Excerpt from a dataset:

BEGIN

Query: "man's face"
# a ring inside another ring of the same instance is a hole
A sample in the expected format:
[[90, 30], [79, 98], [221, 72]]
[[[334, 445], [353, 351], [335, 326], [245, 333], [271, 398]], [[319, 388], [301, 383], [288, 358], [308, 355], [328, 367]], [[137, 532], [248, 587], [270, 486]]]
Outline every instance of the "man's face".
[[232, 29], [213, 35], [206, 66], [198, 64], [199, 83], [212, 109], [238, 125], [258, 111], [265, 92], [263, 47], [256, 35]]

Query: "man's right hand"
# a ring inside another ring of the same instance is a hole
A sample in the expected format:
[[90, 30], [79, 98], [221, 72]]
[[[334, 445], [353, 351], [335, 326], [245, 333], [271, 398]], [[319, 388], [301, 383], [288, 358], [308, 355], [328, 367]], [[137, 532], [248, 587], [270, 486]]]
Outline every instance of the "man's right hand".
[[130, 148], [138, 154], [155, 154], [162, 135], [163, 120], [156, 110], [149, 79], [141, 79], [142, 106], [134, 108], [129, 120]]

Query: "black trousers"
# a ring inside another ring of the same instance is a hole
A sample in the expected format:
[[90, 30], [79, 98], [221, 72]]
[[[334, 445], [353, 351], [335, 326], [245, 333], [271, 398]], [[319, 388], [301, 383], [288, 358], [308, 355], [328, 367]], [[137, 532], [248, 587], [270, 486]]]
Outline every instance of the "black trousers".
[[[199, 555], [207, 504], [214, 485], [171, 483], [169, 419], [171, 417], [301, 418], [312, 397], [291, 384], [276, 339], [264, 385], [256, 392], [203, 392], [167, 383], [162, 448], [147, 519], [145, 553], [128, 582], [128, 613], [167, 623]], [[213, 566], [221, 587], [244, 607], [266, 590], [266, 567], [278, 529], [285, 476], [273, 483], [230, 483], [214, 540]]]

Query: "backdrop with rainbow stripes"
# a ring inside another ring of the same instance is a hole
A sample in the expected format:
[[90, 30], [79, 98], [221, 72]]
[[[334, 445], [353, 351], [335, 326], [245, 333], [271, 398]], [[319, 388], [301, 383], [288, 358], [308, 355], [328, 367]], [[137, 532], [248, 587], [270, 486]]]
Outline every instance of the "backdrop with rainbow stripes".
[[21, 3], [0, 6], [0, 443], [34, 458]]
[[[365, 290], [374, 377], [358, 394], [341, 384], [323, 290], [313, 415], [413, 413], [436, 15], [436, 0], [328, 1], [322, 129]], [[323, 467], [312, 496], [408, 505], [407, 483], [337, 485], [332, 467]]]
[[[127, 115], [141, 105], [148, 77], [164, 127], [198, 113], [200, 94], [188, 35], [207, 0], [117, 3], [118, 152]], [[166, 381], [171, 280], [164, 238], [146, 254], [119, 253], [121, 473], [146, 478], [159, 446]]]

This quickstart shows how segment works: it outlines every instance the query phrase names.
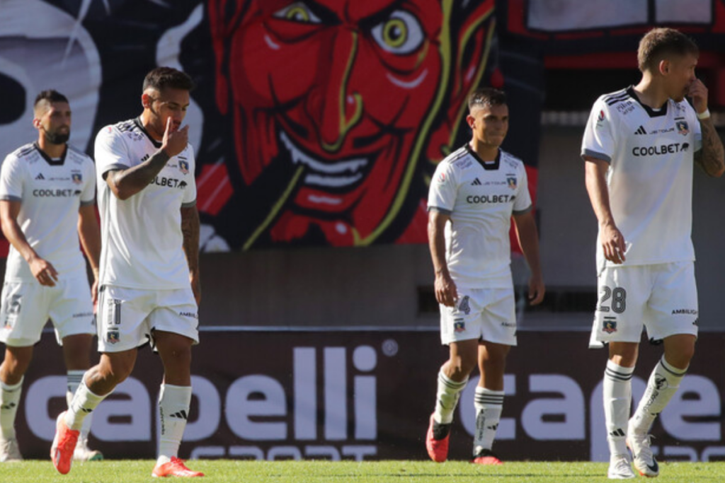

END

EXERCISE GOAL:
Copy every row above word for word, leaving out the pictures.

EXPECTED ANSWER:
Query: "man's face"
# a ring inside another ring of the same instance is a hole
A sample in the expected format:
[[90, 30], [79, 98], [221, 72]]
[[[334, 445], [353, 351], [335, 326], [245, 333], [271, 398]], [[319, 388], [301, 383], [288, 358], [308, 355], [328, 367]], [[137, 532], [248, 587], [270, 486]]]
Outline every instance of the "man's face".
[[232, 29], [213, 35], [206, 66], [198, 64], [199, 83], [212, 109], [238, 125], [258, 111], [265, 92], [263, 47], [256, 35]]

Query: "man's right hand"
# a ring inside another ring of the same instance is a hole
A sample in the expected format:
[[90, 30], [79, 98], [221, 72]]
[[[334, 445], [353, 351], [335, 326], [245, 333], [271, 398]], [[319, 388], [301, 383], [288, 358], [308, 355], [328, 367]], [[137, 532], [248, 587], [270, 486]]]
Outline every instance of the "man's right hand".
[[130, 148], [138, 154], [155, 154], [162, 135], [163, 120], [156, 110], [149, 79], [141, 79], [142, 106], [134, 108], [129, 120]]

Query: "black trousers"
# a ring inside another ring of the same instance is a hole
A sample in the expected format:
[[90, 30], [79, 98], [221, 72]]
[[[334, 445], [353, 351], [335, 326], [245, 333], [271, 398]], [[319, 388], [301, 383], [288, 358], [308, 355], [328, 367]], [[137, 532], [248, 587], [270, 486]]]
Outline every instance of the "black trousers".
[[[199, 555], [207, 504], [214, 485], [171, 483], [169, 419], [171, 417], [301, 418], [312, 397], [291, 384], [276, 339], [264, 385], [256, 392], [203, 392], [167, 383], [162, 448], [147, 519], [145, 553], [128, 582], [128, 613], [167, 623]], [[213, 566], [221, 587], [244, 607], [266, 590], [266, 567], [278, 529], [285, 476], [273, 483], [230, 483], [214, 540]]]

Query: "backdrop with rainbow stripes"
# a ring inside another ring of the same instance is a hole
A sample in the expected format:
[[90, 30], [79, 98], [221, 72]]
[[[334, 445], [353, 351], [335, 326], [245, 333], [271, 398]], [[319, 388], [301, 383], [288, 358], [308, 355], [328, 367]], [[137, 532], [248, 587], [270, 486]]]
Outline every instance of the "backdrop with rainbow stripes".
[[21, 3], [0, 6], [0, 443], [34, 458]]
[[[365, 290], [374, 377], [358, 394], [341, 384], [323, 290], [313, 415], [413, 413], [436, 15], [436, 0], [328, 1], [322, 129]], [[323, 467], [312, 496], [408, 505], [407, 483], [337, 485], [332, 467]]]
[[[127, 115], [141, 105], [148, 77], [164, 127], [198, 113], [200, 94], [188, 35], [207, 0], [117, 3], [118, 152]], [[166, 381], [171, 280], [164, 238], [146, 254], [119, 253], [121, 473], [146, 478], [159, 446]]]

This quickstart shows how segment works: it outlines every instance the query phrase names.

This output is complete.